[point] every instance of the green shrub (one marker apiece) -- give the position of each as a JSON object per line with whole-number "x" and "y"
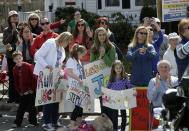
{"x": 68, "y": 14}
{"x": 119, "y": 25}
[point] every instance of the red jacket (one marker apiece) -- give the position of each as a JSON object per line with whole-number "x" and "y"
{"x": 24, "y": 80}
{"x": 40, "y": 39}
{"x": 85, "y": 58}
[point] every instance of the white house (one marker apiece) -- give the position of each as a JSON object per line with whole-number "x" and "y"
{"x": 104, "y": 7}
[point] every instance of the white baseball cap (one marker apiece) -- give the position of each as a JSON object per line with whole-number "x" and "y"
{"x": 12, "y": 12}
{"x": 173, "y": 36}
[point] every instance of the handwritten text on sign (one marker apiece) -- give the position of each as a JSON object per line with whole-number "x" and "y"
{"x": 79, "y": 97}
{"x": 174, "y": 10}
{"x": 119, "y": 99}
{"x": 97, "y": 75}
{"x": 47, "y": 85}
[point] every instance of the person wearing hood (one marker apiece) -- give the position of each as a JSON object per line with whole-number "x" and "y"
{"x": 103, "y": 22}
{"x": 182, "y": 50}
{"x": 10, "y": 40}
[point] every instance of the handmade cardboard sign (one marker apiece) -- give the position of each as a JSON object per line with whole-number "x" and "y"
{"x": 97, "y": 75}
{"x": 119, "y": 99}
{"x": 80, "y": 97}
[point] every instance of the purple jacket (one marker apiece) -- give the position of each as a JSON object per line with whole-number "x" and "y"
{"x": 119, "y": 84}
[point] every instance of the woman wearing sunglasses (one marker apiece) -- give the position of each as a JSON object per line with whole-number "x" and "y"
{"x": 141, "y": 54}
{"x": 82, "y": 36}
{"x": 103, "y": 22}
{"x": 157, "y": 43}
{"x": 34, "y": 22}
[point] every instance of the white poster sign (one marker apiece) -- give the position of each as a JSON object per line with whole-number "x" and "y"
{"x": 174, "y": 10}
{"x": 47, "y": 85}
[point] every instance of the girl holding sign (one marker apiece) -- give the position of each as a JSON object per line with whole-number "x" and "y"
{"x": 50, "y": 56}
{"x": 118, "y": 81}
{"x": 141, "y": 54}
{"x": 102, "y": 49}
{"x": 75, "y": 76}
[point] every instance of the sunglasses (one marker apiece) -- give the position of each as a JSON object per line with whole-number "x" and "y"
{"x": 46, "y": 23}
{"x": 34, "y": 19}
{"x": 187, "y": 28}
{"x": 104, "y": 23}
{"x": 142, "y": 33}
{"x": 80, "y": 25}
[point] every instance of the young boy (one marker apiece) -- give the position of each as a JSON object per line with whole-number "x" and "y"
{"x": 25, "y": 83}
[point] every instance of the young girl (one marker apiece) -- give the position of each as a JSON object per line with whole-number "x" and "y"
{"x": 102, "y": 49}
{"x": 141, "y": 54}
{"x": 118, "y": 81}
{"x": 75, "y": 73}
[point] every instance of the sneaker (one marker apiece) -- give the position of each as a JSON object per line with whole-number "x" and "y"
{"x": 48, "y": 127}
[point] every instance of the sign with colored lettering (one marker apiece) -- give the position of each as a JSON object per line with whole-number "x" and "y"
{"x": 47, "y": 85}
{"x": 80, "y": 97}
{"x": 116, "y": 99}
{"x": 139, "y": 116}
{"x": 174, "y": 10}
{"x": 97, "y": 75}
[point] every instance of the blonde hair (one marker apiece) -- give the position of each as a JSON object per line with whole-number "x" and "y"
{"x": 181, "y": 25}
{"x": 64, "y": 37}
{"x": 135, "y": 40}
{"x": 96, "y": 45}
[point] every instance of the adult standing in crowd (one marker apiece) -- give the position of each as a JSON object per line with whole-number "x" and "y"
{"x": 164, "y": 45}
{"x": 102, "y": 49}
{"x": 103, "y": 22}
{"x": 182, "y": 49}
{"x": 34, "y": 23}
{"x": 45, "y": 35}
{"x": 24, "y": 43}
{"x": 10, "y": 40}
{"x": 173, "y": 40}
{"x": 162, "y": 82}
{"x": 141, "y": 54}
{"x": 72, "y": 23}
{"x": 50, "y": 56}
{"x": 157, "y": 43}
{"x": 187, "y": 11}
{"x": 82, "y": 37}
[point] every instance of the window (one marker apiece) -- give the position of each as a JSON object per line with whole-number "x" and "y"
{"x": 112, "y": 3}
{"x": 125, "y": 4}
{"x": 145, "y": 2}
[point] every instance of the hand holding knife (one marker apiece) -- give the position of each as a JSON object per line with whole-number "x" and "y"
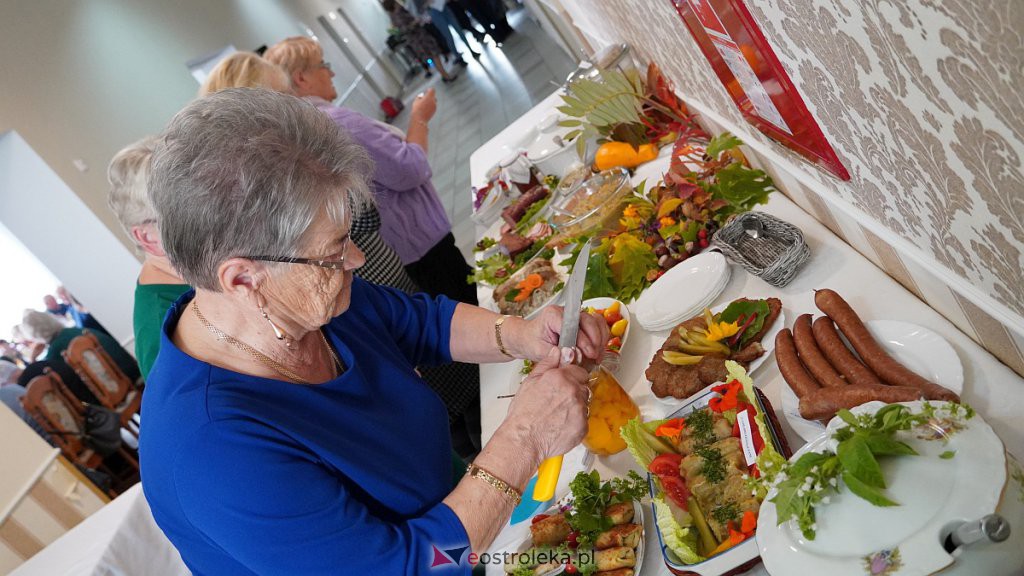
{"x": 551, "y": 467}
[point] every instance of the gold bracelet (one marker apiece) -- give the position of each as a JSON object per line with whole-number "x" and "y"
{"x": 511, "y": 494}
{"x": 498, "y": 335}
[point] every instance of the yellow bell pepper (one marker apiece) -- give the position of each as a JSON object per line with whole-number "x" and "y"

* **Exercise requirements**
Skipping any pictures, copy the line that holds "[point] every instance of the hand holding" and each line after it through the last line of the records, unchanged, and no other lines.

* **Output**
[point] every instance of the hand holding knife (one marker apiece) -- give the position of each as a JSON object per line with whole-number "x" and "y"
{"x": 551, "y": 467}
[point] every instance of the gold bracelet (one marker apiece) -- give the position of each as a JSON object per line with whole-number "x" and "y"
{"x": 511, "y": 494}
{"x": 498, "y": 335}
[point] every instance of the yellow bell pepper (one marker apiece) -- give the position of each as a JSON object per line with whole-number "x" and "y"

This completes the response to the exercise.